What is expected – In the bank dividends article below, rewrite the stretch from "Last week, a" through "the real economy.", substituting "private banks" for "commercial lenders".

March 24, 2020 / 2:23 PM / 14 days ago

UPDATE 2-Germany, like France and Sweden, urges banks to hold off dividends and bonuses

* Bafin also advises against buybacks

* Regulators fear misuse of crisis funds

* Follows similar calls in Sweden and France (Updates with background, context, reaction)

FRANKFURT, March 24 (Reuters) - Germany’s financial watchdog on Tuesday urged banks to refrain from share buybacks and think twice before paying dividends and bonuses, the latest warning from regulators in Europe worried that banks could misuse funds meant to bolster the economy against the coronavirus.

Regulators have recently enacted measures to make it easier for banks to lend and to absorb losses as economic crisis looms, but they want to prevent the money, which ultimately comes from taxpayers, ending up in the pockets of shareholders or bankers.

Few banks have pulled their dividends voluntarily. Santander of Spain, hard hit by the outbreak, on Monday became the first major euro zone lender to announce that it would scrap an interim payment in November and review its 2020 full-year dividend.

The European Central Bank, which has said it will buy more than 1 trillion euros in bonds and provide cheap financing to banks to fund companies, also expects banks to make “prudent decisions” on payouts.

“The relief banks get from the measures adopted needs to be used to finance the economy and absorb possible losses, not to increase remuneration or the distribution of dividends,” the ECB said on its website.

The advice from Germany’s Bafin watchdog follows similar calls earlier on Tuesday from officials in Sweden and France.

“We advise financial institutions to handle existing capital resources very carefully,” Bafin President Felix Hufeld said in a statement.

Germany’s Commerzbank has been planning to pay a dividend of 15 cents per share. A spokeswoman said the lender would look closely at Bafin’s advice and “will decide in a responsible way”.

Last week, a group of former senior regulators said in a statement to G20 finance ministers and central bankers that commercial lenders should immediately halt share buybacks, dividends and most staff bonuses to bolster their capital and their capacity to lend to the real economy.

Information supplied –
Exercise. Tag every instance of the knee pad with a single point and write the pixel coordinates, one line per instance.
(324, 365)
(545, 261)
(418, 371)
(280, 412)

Solution –
Last week, a group of former senior regulators said in a statement to G20 finance ministers and central bankers that private banks should immediately halt share buybacks, dividends and most staff bonuses to bolster their capital and their capacity to lend to the real economy.